So, how can you lower your mortgage rates and reduce all that interest building up?

Make a larger down payment on your home 

When you first purchase your home, it’s a good idea to have at least a 20% down payment set aside to put towards the overall cost of the house. Doing so helps you to secure lower interest rates as opposed to having a 5% down payment which is the minimum in many cases. The larger the upfront payment you put towards the purchase the less of a loan you will need, and the less interest you will pay because of that. In addition, showing that you can afford to put down a larger amount of money, gives the lender confidence that you are less of a risk in terms of not being able to make your mortgage payments in the future.

Refinance your mortgage

If your mortgage term is coming to an end, it’s always a good idea to shop around for better rates. Your lender may give you an offer to keep you as a client but it’s okay to shop around. You don’t have to renew with the same lender. Working with a mortgage broker, like myself, I can help you find the best mortgage rates out there while making sure you have the most mortgage options as well. Why bother paying for more when you don’t have to?

============

▶ [TASK 1]: Convert the rows into a numbered list, omitting blank lines. Begin at the row containing "Objective — for every instance of the stork's white" and continue through the last of the rows.
The mortgage passage and the rows are unrelated to each other.

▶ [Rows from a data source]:
============

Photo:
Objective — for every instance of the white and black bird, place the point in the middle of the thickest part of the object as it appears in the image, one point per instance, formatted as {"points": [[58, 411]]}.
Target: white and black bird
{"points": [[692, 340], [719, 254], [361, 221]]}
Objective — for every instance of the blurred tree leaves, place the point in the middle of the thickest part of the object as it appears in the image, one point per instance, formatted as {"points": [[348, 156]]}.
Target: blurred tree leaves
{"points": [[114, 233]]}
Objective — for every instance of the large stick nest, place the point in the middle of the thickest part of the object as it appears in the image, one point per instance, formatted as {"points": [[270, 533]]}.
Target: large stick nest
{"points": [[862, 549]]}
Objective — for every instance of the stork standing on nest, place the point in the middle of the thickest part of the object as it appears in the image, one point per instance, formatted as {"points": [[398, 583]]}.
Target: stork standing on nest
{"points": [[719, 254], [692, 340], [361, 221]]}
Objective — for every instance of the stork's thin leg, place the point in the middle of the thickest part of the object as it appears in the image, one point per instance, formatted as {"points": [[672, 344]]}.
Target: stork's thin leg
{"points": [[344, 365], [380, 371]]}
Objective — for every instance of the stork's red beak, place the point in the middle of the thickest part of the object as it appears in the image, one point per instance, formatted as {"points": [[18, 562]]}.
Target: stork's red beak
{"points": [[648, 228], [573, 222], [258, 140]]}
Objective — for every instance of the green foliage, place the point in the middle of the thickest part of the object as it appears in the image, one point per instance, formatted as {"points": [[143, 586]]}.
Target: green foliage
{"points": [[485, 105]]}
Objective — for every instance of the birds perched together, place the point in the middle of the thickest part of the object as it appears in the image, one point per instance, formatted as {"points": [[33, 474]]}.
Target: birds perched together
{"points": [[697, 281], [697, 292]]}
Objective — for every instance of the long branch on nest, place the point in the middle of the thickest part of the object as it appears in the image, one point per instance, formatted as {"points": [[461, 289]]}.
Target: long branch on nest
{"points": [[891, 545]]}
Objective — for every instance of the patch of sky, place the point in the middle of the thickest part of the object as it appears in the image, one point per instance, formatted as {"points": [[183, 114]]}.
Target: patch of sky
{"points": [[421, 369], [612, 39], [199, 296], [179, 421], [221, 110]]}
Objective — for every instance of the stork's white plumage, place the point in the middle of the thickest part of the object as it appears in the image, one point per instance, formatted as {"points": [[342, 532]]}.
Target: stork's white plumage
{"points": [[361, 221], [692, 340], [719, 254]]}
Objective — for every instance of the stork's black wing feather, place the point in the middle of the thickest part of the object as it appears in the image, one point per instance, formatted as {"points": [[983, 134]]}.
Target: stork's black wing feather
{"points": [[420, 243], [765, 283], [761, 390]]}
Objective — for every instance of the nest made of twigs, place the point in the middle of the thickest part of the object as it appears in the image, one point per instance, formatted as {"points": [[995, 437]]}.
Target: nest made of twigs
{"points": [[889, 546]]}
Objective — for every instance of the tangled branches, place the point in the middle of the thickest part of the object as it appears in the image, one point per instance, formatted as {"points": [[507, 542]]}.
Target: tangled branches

============

▶ [TASK 2]: Reproduce the mortgage passage verbatim, starting at the words "Make a larger" and ending after the words "in the future.".

▶ [WRITTEN ANSWER 1]:
1. Objective — for every instance of the stork's white plumage, place the point in the middle of the thickest part of the object as it appears in the image, one point per instance, formatted as {"points": [[342, 532]]}.
2. Target: stork's white plumage
3. {"points": [[361, 221], [692, 340], [719, 254]]}
4. Objective — for every instance of the stork's black wing feather, place the point in the middle of the thickest part of the object as it appears in the image, one point per instance, formatted as {"points": [[983, 134]]}.
5. Target: stork's black wing feather
6. {"points": [[420, 243], [765, 283], [761, 390]]}
7. Objective — for every instance of the nest made of twigs, place the point in the middle of the thickest part of the object as it appears in the image, one point per instance, formatted as {"points": [[995, 437]]}.
8. Target: nest made of twigs
9. {"points": [[889, 546]]}
10. Objective — for every instance of the tangled branches, place the point in the middle of the thickest part of the object as it appears in the image, one point per instance, formatted as {"points": [[507, 542]]}.
11. Target: tangled branches

▶ [WRITTEN ANSWER 2]:
Make a larger down payment on your home 

When you first purchase your home, it’s a good idea to have at least a 20% down payment set aside to put towards the overall cost of the house. Doing so helps you to secure lower interest rates as opposed to having a 5% down payment which is the minimum in many cases. The larger the upfront payment you put towards the purchase the less of a loan you will need, and the less interest you will pay because of that. In addition, showing that you can afford to put down a larger amount of money, gives the lender confidence that you are less of a risk in terms of not being able to make your mortgage payments in the future.